=== Excerpt provided ===
# Help! Rocket R58 having pressure stability issue and odd noise.



## nickmorrisrdg

My R58 is a few months old. After about a month i started to notice the pressure gauge showing eratic behaviour, accompanied by some sort of rattling noise when in operation (this machine is really quite quiet when operating normally) - its now making quite a racket by comparison.

I took a video and showed it to Jordan at Bella Barista. Rocket apparently thought it was a pump issued, so a new one was ordered. When the machine got back to bella barista, Jordan couldn't replicate the pressure issue, but found a loose nut believed to be the cause of the noise. The issue was put down to maybe some trapped air near the OPV.

Machine duly sent back - and was fine for the first day.

Now the problem is back!!!

See the video: 




The sound is quite clear, and the noise seems linked to pressure fluctuations - so have a good listen, anyone with a good ear.

I'll be in touch with Jordan at BB to see what to do next, but feel like it might be useful to have some input from the forum in case anyone has any bright ideas??? It is one think to have a problem with my machine, and another to be told nothing is wrong...!!!!

Thanks very much,

Nick


----------



## nickmorrisrdg

Well, just to update: Bella Barista - brilliant as always, just swapped out the machine for a new one - no more messing around.

Many thanks to Jordan / BB for great customer service.


----------



## El carajillo

Great pity they did not do the same with my Verona:confused:


----------



## 4085

Frank, have you replaced it yet then?


----------



## CallumT

Probably learnt their lesson, was going to say looks like an OPV related issue or bypass valve on the rotary.


----------



## El carajillo

dfk41 said:


> Frank, have you replaced it yet then?


No I have not, just wondered why the differing actions? I still like the Verona ,shame it was a Friday PM model.


----------



## coffeechap

To be honest I think they will change out any machine provided they do any warranty work or get the machine back off the customer, without the customer doing work themselves.


----------



## El carajillo

They were quite happy for me to do the work and I more than happy for them to check my work when the had it back (tottaly professional) where is the difference?


----------



## coffeechap

Frank I really am not sure, usually they are pretty good on customer service and have always been open fair and transparent in any dealings that I have had with them, I can't comment on your situation.


----------



## Glenn

Lets not second guess the service aspects of Bella Barista (or any supplier)

Please discuss any issues directly with them. Only they will be able to advise why there is a different approach

Please note that I am not defending anyone as the totality and circumstances of issues from both parties are not known (and do not need to be aired on an open forum)


----------

=== Material provided ===
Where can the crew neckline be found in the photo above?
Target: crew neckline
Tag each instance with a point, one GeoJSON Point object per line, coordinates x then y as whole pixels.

=== Exercise instructions ===
1. In the espresso machine forum thread, turn the paragraph that starts "I took a video and showed it to Jordan" into a short bulleted list that keeps its main facts.
2. Copy out a passage from the espresso machine forum thread word for word, beginning at the words "Well, just to" and ending after the words "great customer service.".

=== Solutions to each task ===
1.
- A video of the problem was shown to Jordan at Bella Barista.
- Rocket thought the pump was at fault, so a new pump was ordered.
- Once the machine was back at Bella Barista, Jordan couldn't reproduce the pressure problem but found a loose nut believed to cause the noise.
- The problem was put down to possibly some trapped air near the OPV.

2.
Well, just to update: Bella Barista - brilliant as always, just swapped out the machine for a new one - no more messing around.

Many thanks to Jordan / BB for great customer service.